### [Task description]
Print everything in the third-quarter results report below, from "Diluted earnings per" down to "with $.24 in the third quarter of 2009.", word for word.

### [Text shown]

Business News
The New York Times Company Reports 2010 Third-Quarter Results
Thursday 21. October 2010 - The New York Times Company announced today 2010 third-quarter results, which are detailed below.
Total revenues decreased 2.7 percent in the third quarter of 2010 compared with the third quarter of 2009 as advertising and circulation revenues declined 1.0 percent and 4.8 percent, respectively. Increased digital advertising revenues, which rose 14.6 percent, partially offset a 5.8 percent decrease in print advertising revenues.
Operating costs excluding depreciation, amortization and severance increased 0.8 percent in the third quarter of 2010 versus the third quarter of 2009. On a GAAP basis, the Company’s operating costs increased 0.1 percent in the third quarter of 2010 versus the third quarter of 2009.
Operating profit excluding depreciation, amortization, severance and the special items discussed below declined 23.6 percent to $62.0 million in the third quarter of 2010 compared with $81.2 million in the third quarter of 2009. On a GAAP basis, the Company had an operating profit of $9.0 million in the third quarter of 2010 compared with an operating loss of $23.7 million in the third quarter of 2009.
Diluted earnings per share from continuing operations excluding severance and the special items discussed below were $.07 per share in the third quarter of 2010 compared with $.16 in the same period of 2009. On a GAAP basis, the Company had a diluted loss per share from continuing operations of $.03 per share in the third quarter of 2010 compared with $.24 in the third quarter of 2009.

### [Listed records]
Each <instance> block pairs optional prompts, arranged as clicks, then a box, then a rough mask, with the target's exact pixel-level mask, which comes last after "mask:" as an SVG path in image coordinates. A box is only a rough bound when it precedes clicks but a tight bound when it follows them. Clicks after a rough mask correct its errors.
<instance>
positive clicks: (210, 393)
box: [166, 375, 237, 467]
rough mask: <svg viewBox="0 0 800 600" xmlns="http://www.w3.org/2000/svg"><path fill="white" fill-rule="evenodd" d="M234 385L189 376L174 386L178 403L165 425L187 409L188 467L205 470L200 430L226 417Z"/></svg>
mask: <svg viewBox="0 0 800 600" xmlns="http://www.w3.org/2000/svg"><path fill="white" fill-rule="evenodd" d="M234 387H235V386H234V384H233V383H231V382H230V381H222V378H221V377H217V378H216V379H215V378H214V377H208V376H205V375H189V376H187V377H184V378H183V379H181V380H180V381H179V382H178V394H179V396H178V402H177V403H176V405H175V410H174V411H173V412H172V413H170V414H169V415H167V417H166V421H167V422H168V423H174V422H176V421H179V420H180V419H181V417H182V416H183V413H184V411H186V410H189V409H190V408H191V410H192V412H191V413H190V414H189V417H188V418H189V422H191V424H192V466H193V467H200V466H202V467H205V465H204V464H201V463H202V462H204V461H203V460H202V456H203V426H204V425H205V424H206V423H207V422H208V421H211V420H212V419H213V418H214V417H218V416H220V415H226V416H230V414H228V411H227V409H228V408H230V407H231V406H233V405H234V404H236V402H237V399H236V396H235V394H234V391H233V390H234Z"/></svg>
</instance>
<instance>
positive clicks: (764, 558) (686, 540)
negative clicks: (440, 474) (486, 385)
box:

### [Completed task]
Diluted earnings per share from continuing operations excluding severance and the special items discussed below were $.07 per share in the third quarter of 2010 compared with $.16 in the same period of 2009. On a GAAP basis, the Company had a diluted loss per share from continuing operations of $.03 per share in the third quarter of 2010 compared with $.24 in the third quarter of 2009.